Migliaia di rifugiati sono accampati da due settimane davanti alla sede Unhcr di Tripoli, dove non si era mai vista una protesta simile. Sono soprattutto eritrei, somali, etiopi e sudanesi, nazionalità a cui quasi sempre viene riconosciuto l’asilo politico. «In Libia siamo in pericolo, chiediamo il trasferimento in un paese sicuro», afferma Kosofo, 29enne nato in Sudan ma da cinque anni in Libia. Il nome è di fantasia: il ragazzo teme ritorsioni, è molto attivo nella protesta e fa parte del gruppo che gestisce le relazioni con i media.

Martedì scorso il ministro dell’Interno libico Khaled Mazen ha proposto ai rifugiati il ritorno nei centri di detenzione. Loro hanno rifiutato. Poche ore dopo Amer Abaker, sudanese di 25 anni, è stato ucciso in mezzo alla folla da uomini a volto coperto. Mercoledì i manifestanti hanno scritto a Papa Francesco, che li ha invitati all’incontro dei movimenti popolari tenutosi ieri.

SEZIONE DATI:
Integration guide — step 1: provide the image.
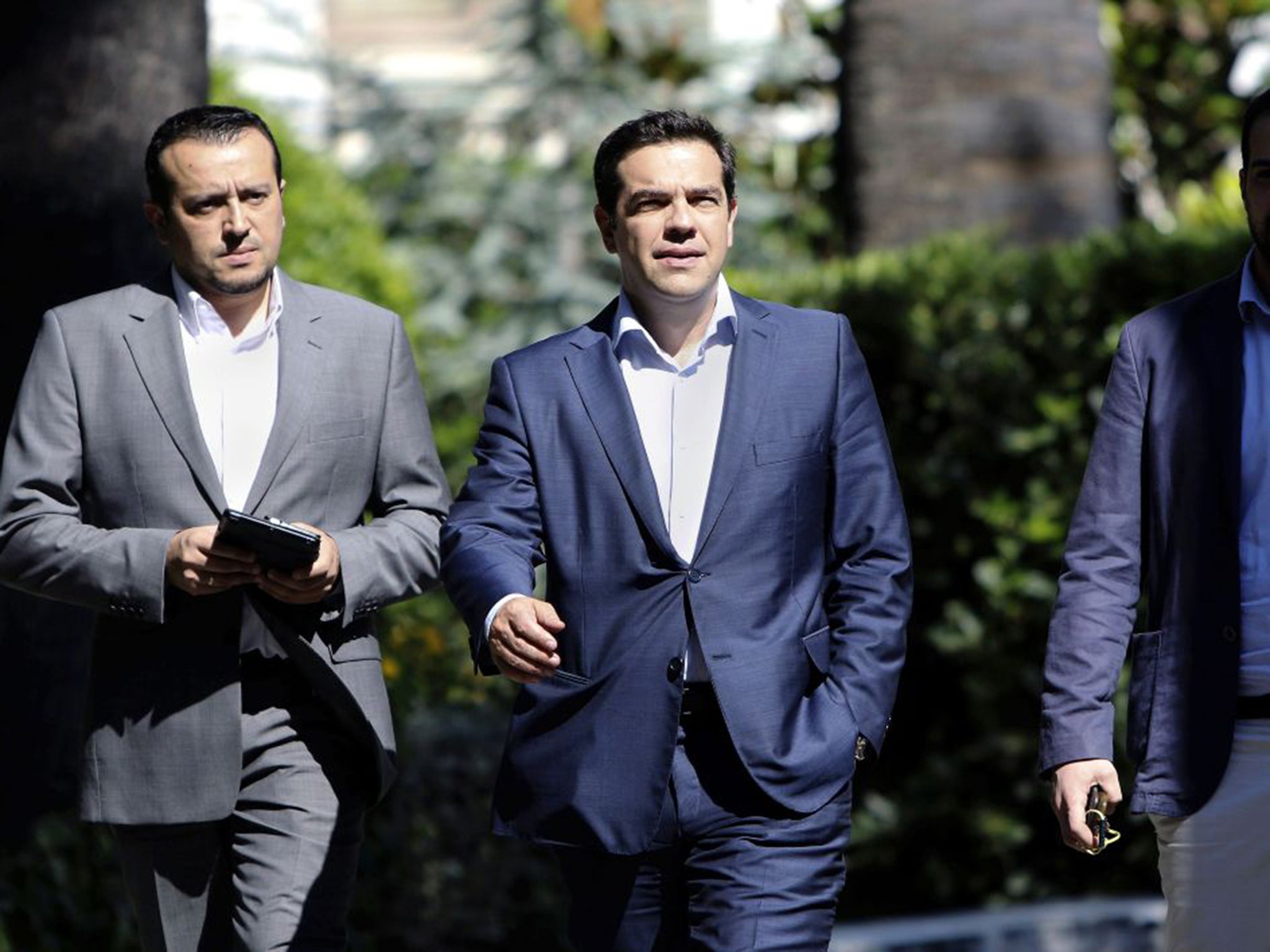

OBIETTIVI:
[1] Nel testo sui rifugiati di Tripoli, da quanto tempo i rifugiati sono accampati davanti alla sede Unhcr?
[2] Cita parola per parola dal testo sui rifugiati di Tripoli il passo che comincia con "Martedì scorso il" e va avanti fino a "popolari tenutosi ieri.".
[3] Scrivi il seguito del testo sui rifugiati di Tripoli, a partire dalla sua ultima frase.

RISPOSTE FORNITE:
[1] Da due settimane.

[2]
Martedì scorso il ministro dell’Interno libico Khaled Mazen ha proposto ai rifugiati il ritorno nei centri di detenzione. Loro hanno rifiutato. Poche ore dopo Amer Abaker, sudanese di 25 anni, è stato ucciso in mezzo alla folla da uomini a volto coperto. Mercoledì i manifestanti hanno scritto a Papa Francesco, che li ha invitati all’incontro dei movimenti popolari tenutosi ieri.

[3]
Quante persone partecipano alla protesta?

Oggi (ieri per chi legge, ndr) abbiamo distribuito 2.500 sandwich. Giovedì eravamo diminuiti perché la notte prima circolava la minaccia di intervento della polizia. In altri momenti superiamo le 3mila persone.

Quali sono le condizioni nell’accampamento?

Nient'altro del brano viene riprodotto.